Coordinate annotation records
____________
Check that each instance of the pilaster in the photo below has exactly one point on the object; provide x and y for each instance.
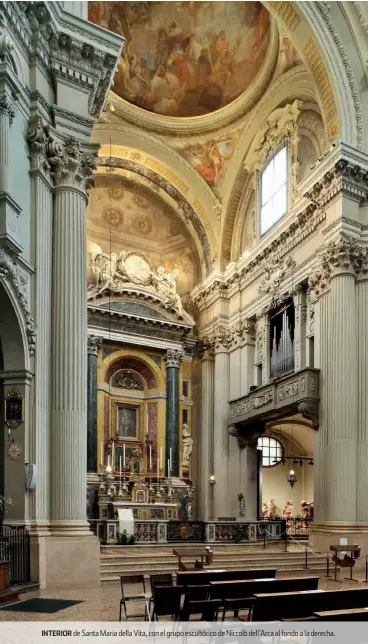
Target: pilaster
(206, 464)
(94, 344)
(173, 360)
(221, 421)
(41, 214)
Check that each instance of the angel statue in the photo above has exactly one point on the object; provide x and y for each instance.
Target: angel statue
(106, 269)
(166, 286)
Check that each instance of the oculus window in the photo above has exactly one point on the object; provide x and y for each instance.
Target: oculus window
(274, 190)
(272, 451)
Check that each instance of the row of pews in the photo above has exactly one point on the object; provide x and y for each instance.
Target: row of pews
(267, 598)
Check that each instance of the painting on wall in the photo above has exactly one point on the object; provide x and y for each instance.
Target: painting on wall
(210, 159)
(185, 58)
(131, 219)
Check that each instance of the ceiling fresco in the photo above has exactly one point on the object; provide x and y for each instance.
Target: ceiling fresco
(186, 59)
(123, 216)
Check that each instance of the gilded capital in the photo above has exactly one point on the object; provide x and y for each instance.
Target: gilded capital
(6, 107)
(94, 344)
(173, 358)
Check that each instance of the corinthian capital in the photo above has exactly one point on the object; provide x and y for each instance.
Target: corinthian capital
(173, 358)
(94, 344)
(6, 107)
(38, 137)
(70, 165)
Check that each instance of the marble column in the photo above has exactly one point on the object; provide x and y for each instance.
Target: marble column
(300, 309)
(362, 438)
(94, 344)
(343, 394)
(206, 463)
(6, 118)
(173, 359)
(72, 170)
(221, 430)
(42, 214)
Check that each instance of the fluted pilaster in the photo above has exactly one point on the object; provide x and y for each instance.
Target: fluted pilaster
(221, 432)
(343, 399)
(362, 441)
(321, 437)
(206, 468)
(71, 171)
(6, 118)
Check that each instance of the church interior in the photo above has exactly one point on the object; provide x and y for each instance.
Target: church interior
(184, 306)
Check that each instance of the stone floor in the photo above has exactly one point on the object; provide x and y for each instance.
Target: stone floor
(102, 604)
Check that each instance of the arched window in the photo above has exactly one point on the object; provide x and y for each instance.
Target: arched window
____________
→ Aim of the exercise
Put each line of the rows above into a Markdown table with the columns "Line No." and "Text", numbering the lines in order and skipping any blank ones. Leave the pictures out of the table.

→ Reply
| Line No. | Text |
|---|---|
| 1 | Check that each instance of the pilaster in the photo below has exactly one point on the object; provide x and y for each instance. |
| 2 | Target: pilaster |
| 3 | (206, 464) |
| 4 | (94, 344) |
| 5 | (173, 360) |
| 6 | (221, 421) |
| 7 | (41, 214) |
| 8 | Check that each instance of the angel statue in the photo above has exactly one point on the object; provide x and y for each instance. |
| 9 | Target: angel statue |
| 10 | (106, 269) |
| 11 | (166, 286) |
| 12 | Check that each instance of the oculus window in the photo above has exactly one point on the object; provide x and y for each instance. |
| 13 | Target: oculus window |
| 14 | (274, 190) |
| 15 | (272, 451) |
| 16 | Check that each instance of the row of pews in the photo above has exactly one point on the object; provide x and y for each instance. |
| 17 | Target: row of pews |
| 18 | (267, 598) |
| 19 | Check that each instance of the painting on wall in the photo above has exactly one point on the object; provide x and y for each instance. |
| 20 | Target: painting on wall |
| 21 | (210, 159) |
| 22 | (185, 58) |
| 23 | (131, 219) |
| 24 | Check that each instance of the ceiling fresco in the photo above has exactly one point on the object; provide x and y for each instance. |
| 25 | Target: ceiling fresco |
| 26 | (186, 59) |
| 27 | (123, 216) |
| 28 | Check that each instance of the gilded capital in the photo above has exactly one point on the object; provide x and y for each instance. |
| 29 | Target: gilded capital |
| 30 | (6, 107) |
| 31 | (94, 344) |
| 32 | (173, 358) |
| 33 | Check that each instance of the corinthian capital in the photo above has exactly one point on the object; provide x and y for each instance. |
| 34 | Target: corinthian capital |
| 35 | (173, 358) |
| 36 | (94, 344) |
| 37 | (6, 107) |
| 38 | (38, 137) |
| 39 | (70, 165) |
| 40 | Check that each instance of the marble column in the photo above has exactly one point on the object; provide x and y for each instance. |
| 41 | Target: marble column |
| 42 | (300, 309) |
| 43 | (362, 438) |
| 44 | (94, 344) |
| 45 | (343, 394) |
| 46 | (206, 463) |
| 47 | (6, 118) |
| 48 | (173, 359) |
| 49 | (72, 170) |
| 50 | (221, 430) |
| 51 | (42, 214) |
| 52 | Check that each instance of the fluted pilaster in the photo above has exactly one point on the object; provide x and y for each instance. |
| 53 | Target: fluted pilaster |
| 54 | (221, 432) |
| 55 | (343, 399) |
| 56 | (362, 441) |
| 57 | (321, 437) |
| 58 | (206, 468) |
| 59 | (71, 171) |
| 60 | (6, 118) |
| 61 | Check that each instance of the church interior in the photo above has exactly one point on the object; provide x and y for each instance. |
| 62 | Target: church interior |
| 63 | (184, 306) |
| 64 | Check that each instance of the stone floor in the photo above has exactly one point on the object; provide x and y for each instance. |
| 65 | Target: stone floor |
| 66 | (102, 604) |
| 67 | Check that each instance of the arched window in the photo above has exactly one point on the object; provide x and y for each instance. |
| 68 | Target: arched window |